#### Exercise requirements:
Copy every one of the rows below word for word, but leave the pictures out.

----------

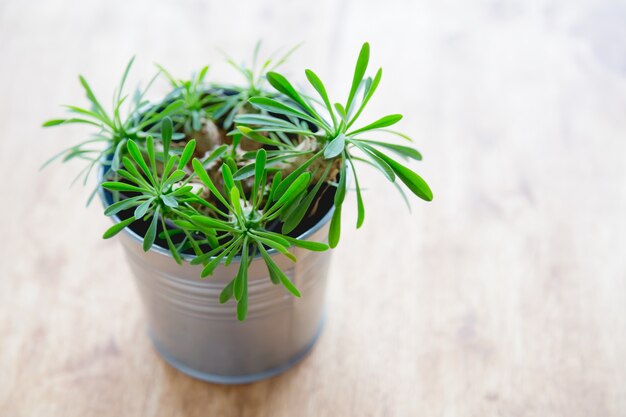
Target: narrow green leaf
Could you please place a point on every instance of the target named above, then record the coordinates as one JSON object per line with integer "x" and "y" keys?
{"x": 414, "y": 182}
{"x": 170, "y": 244}
{"x": 211, "y": 265}
{"x": 169, "y": 201}
{"x": 378, "y": 163}
{"x": 321, "y": 90}
{"x": 118, "y": 227}
{"x": 135, "y": 153}
{"x": 275, "y": 245}
{"x": 385, "y": 121}
{"x": 241, "y": 280}
{"x": 142, "y": 209}
{"x": 206, "y": 180}
{"x": 148, "y": 239}
{"x": 297, "y": 187}
{"x": 211, "y": 223}
{"x": 335, "y": 147}
{"x": 56, "y": 122}
{"x": 335, "y": 228}
{"x": 187, "y": 154}
{"x": 257, "y": 137}
{"x": 227, "y": 292}
{"x": 401, "y": 150}
{"x": 367, "y": 95}
{"x": 340, "y": 194}
{"x": 280, "y": 83}
{"x": 275, "y": 106}
{"x": 359, "y": 198}
{"x": 123, "y": 205}
{"x": 166, "y": 135}
{"x": 242, "y": 307}
{"x": 359, "y": 73}
{"x": 307, "y": 244}
{"x": 248, "y": 170}
{"x": 276, "y": 274}
{"x": 228, "y": 178}
{"x": 259, "y": 169}
{"x": 121, "y": 186}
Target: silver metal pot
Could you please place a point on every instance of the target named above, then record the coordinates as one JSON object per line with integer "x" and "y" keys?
{"x": 202, "y": 338}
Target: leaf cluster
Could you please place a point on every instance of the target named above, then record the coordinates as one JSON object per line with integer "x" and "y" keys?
{"x": 277, "y": 156}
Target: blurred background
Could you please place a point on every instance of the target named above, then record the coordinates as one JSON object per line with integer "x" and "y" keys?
{"x": 504, "y": 296}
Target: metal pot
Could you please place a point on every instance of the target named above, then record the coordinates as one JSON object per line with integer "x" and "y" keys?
{"x": 202, "y": 338}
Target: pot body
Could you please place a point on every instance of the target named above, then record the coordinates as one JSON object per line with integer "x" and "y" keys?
{"x": 204, "y": 339}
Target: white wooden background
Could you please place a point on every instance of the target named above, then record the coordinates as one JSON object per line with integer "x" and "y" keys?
{"x": 505, "y": 296}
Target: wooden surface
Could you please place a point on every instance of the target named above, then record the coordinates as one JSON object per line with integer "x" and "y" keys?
{"x": 506, "y": 296}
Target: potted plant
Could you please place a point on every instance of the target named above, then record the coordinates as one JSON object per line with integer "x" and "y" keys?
{"x": 217, "y": 190}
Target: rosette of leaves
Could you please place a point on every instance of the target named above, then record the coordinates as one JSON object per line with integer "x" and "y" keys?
{"x": 199, "y": 101}
{"x": 235, "y": 97}
{"x": 333, "y": 127}
{"x": 115, "y": 127}
{"x": 239, "y": 229}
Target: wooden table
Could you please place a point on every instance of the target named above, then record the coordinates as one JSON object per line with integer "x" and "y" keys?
{"x": 505, "y": 296}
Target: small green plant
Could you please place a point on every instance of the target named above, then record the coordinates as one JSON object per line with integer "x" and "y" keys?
{"x": 243, "y": 190}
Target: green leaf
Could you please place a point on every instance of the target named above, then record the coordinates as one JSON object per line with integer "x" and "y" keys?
{"x": 259, "y": 169}
{"x": 211, "y": 223}
{"x": 241, "y": 280}
{"x": 142, "y": 209}
{"x": 307, "y": 244}
{"x": 277, "y": 274}
{"x": 335, "y": 228}
{"x": 386, "y": 121}
{"x": 242, "y": 307}
{"x": 280, "y": 83}
{"x": 123, "y": 205}
{"x": 340, "y": 194}
{"x": 116, "y": 228}
{"x": 151, "y": 157}
{"x": 275, "y": 245}
{"x": 359, "y": 199}
{"x": 135, "y": 153}
{"x": 297, "y": 187}
{"x": 169, "y": 201}
{"x": 227, "y": 292}
{"x": 248, "y": 170}
{"x": 367, "y": 95}
{"x": 148, "y": 239}
{"x": 170, "y": 244}
{"x": 211, "y": 265}
{"x": 376, "y": 161}
{"x": 359, "y": 73}
{"x": 56, "y": 122}
{"x": 399, "y": 149}
{"x": 236, "y": 202}
{"x": 335, "y": 147}
{"x": 257, "y": 137}
{"x": 206, "y": 180}
{"x": 121, "y": 186}
{"x": 228, "y": 178}
{"x": 187, "y": 154}
{"x": 414, "y": 182}
{"x": 274, "y": 106}
{"x": 166, "y": 135}
{"x": 115, "y": 161}
{"x": 294, "y": 218}
{"x": 91, "y": 96}
{"x": 321, "y": 90}
{"x": 272, "y": 236}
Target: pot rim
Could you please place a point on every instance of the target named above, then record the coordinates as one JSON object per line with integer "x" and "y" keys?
{"x": 102, "y": 193}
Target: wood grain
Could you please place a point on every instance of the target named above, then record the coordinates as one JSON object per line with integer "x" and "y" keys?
{"x": 506, "y": 296}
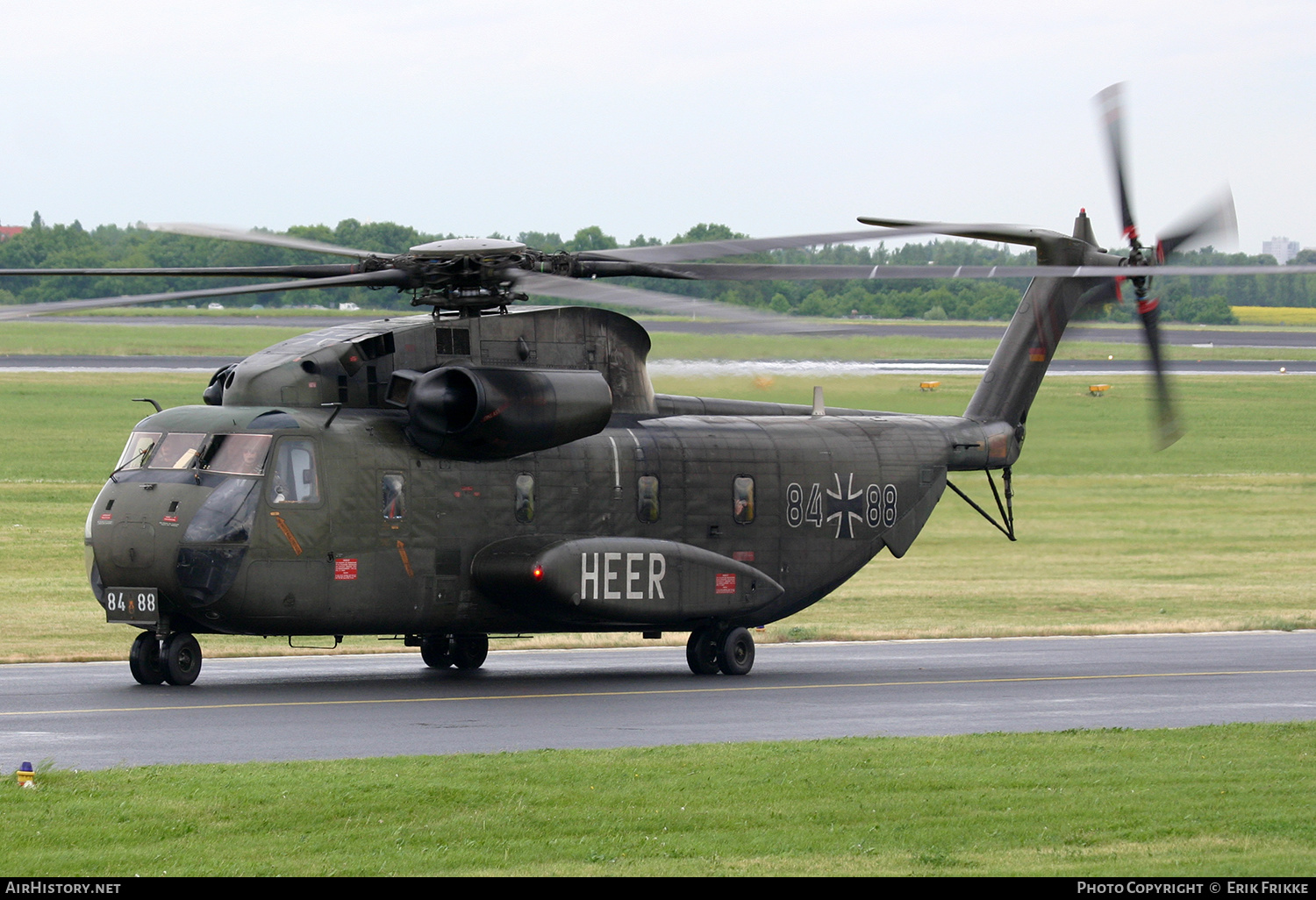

----------

#### Response to this exercise:
Target: narrow green leaf
Could you please place a point on every instance of the target named above, then record the coordinates as one JSON object per line with integer "x" and "y" keys?
{"x": 414, "y": 182}
{"x": 170, "y": 244}
{"x": 211, "y": 265}
{"x": 169, "y": 201}
{"x": 378, "y": 163}
{"x": 321, "y": 90}
{"x": 118, "y": 227}
{"x": 135, "y": 153}
{"x": 275, "y": 245}
{"x": 385, "y": 121}
{"x": 241, "y": 280}
{"x": 142, "y": 209}
{"x": 206, "y": 180}
{"x": 148, "y": 239}
{"x": 297, "y": 187}
{"x": 211, "y": 223}
{"x": 335, "y": 147}
{"x": 56, "y": 122}
{"x": 335, "y": 228}
{"x": 187, "y": 154}
{"x": 257, "y": 137}
{"x": 227, "y": 292}
{"x": 401, "y": 150}
{"x": 367, "y": 95}
{"x": 340, "y": 194}
{"x": 280, "y": 83}
{"x": 275, "y": 106}
{"x": 359, "y": 198}
{"x": 123, "y": 205}
{"x": 166, "y": 135}
{"x": 242, "y": 307}
{"x": 359, "y": 73}
{"x": 307, "y": 244}
{"x": 248, "y": 170}
{"x": 276, "y": 274}
{"x": 228, "y": 178}
{"x": 259, "y": 169}
{"x": 121, "y": 186}
Target: silver metal pot
Could you please place a point on every instance of the target named above, then record the coordinates as one JSON object per line with integer "x" and "y" keys?
{"x": 202, "y": 338}
Target: leaf cluster
Could you please place a point on every instance of the target named above, then record the coordinates as one JSON object per line with integer "x" and "y" keys?
{"x": 277, "y": 156}
Target: blurred background
Could you please place a point on every instance of the target named above, then record the coordinates as one JSON object per line with integer "x" and "y" keys?
{"x": 504, "y": 296}
Target: metal pot
Could you please place a point on every instance of the target named above, then record the coordinates as one JSON object per line with integer "x" and "y" keys?
{"x": 202, "y": 338}
Target: pot body
Could you please place a point on every instance of the target named above, then record the coordinates as one JSON object per line with integer "x" and "y" keys?
{"x": 204, "y": 339}
Target: white wooden background
Could you please place a point on every instance of the target named above, then record the coordinates as one JSON object per line with integer "x" and "y" keys?
{"x": 505, "y": 296}
Target: wooden surface
Could you please place a point on every instance of the target named above, then record the coordinates as one JSON object per line with integer "x" and "y" keys?
{"x": 506, "y": 296}
Target: potted plant
Could you please place a point on every instance of the target named above, then record the coordinates as one JSON object per line with integer "x" and "y" keys?
{"x": 217, "y": 190}
Target: rosette of leaves
Could you please place a point on every instance of the target named above, then record the coordinates as one JSON object per line with integer "x" and "y" keys?
{"x": 199, "y": 101}
{"x": 235, "y": 97}
{"x": 333, "y": 127}
{"x": 115, "y": 127}
{"x": 239, "y": 229}
Target: wooden table
Could you please place a point on every instance of the target named above, then record the coordinates as one JSON object per line with integer "x" and "y" keys?
{"x": 505, "y": 296}
Target: small green plant
Could you please place a point on every instance of the target named above, then record the coordinates as one JSON object per line with integer "x" and "y" keys?
{"x": 243, "y": 190}
Target: green leaf
Could you please place a point on every instance of the target named above, then record the coordinates as one JSON object per line with integer "x" and "y" keys?
{"x": 259, "y": 169}
{"x": 211, "y": 223}
{"x": 241, "y": 280}
{"x": 142, "y": 209}
{"x": 307, "y": 244}
{"x": 277, "y": 274}
{"x": 335, "y": 228}
{"x": 386, "y": 121}
{"x": 242, "y": 307}
{"x": 280, "y": 83}
{"x": 123, "y": 205}
{"x": 340, "y": 194}
{"x": 116, "y": 228}
{"x": 151, "y": 157}
{"x": 275, "y": 245}
{"x": 359, "y": 199}
{"x": 135, "y": 153}
{"x": 297, "y": 187}
{"x": 169, "y": 201}
{"x": 227, "y": 292}
{"x": 248, "y": 170}
{"x": 367, "y": 95}
{"x": 148, "y": 239}
{"x": 170, "y": 244}
{"x": 211, "y": 265}
{"x": 376, "y": 161}
{"x": 359, "y": 73}
{"x": 56, "y": 122}
{"x": 399, "y": 149}
{"x": 236, "y": 202}
{"x": 335, "y": 147}
{"x": 257, "y": 137}
{"x": 206, "y": 180}
{"x": 121, "y": 186}
{"x": 228, "y": 178}
{"x": 187, "y": 154}
{"x": 414, "y": 182}
{"x": 274, "y": 106}
{"x": 166, "y": 135}
{"x": 115, "y": 161}
{"x": 294, "y": 218}
{"x": 91, "y": 96}
{"x": 321, "y": 90}
{"x": 272, "y": 236}
Target: pot rim
Could you please place a point on every instance of the target named above, then record the coordinates as one JSON object per line with integer "x" and "y" keys?
{"x": 102, "y": 193}
Target: wood grain
Could you please place a point on every instance of the target named above, then record the coordinates as one JSON object per line with integer "x" and "y" keys?
{"x": 506, "y": 296}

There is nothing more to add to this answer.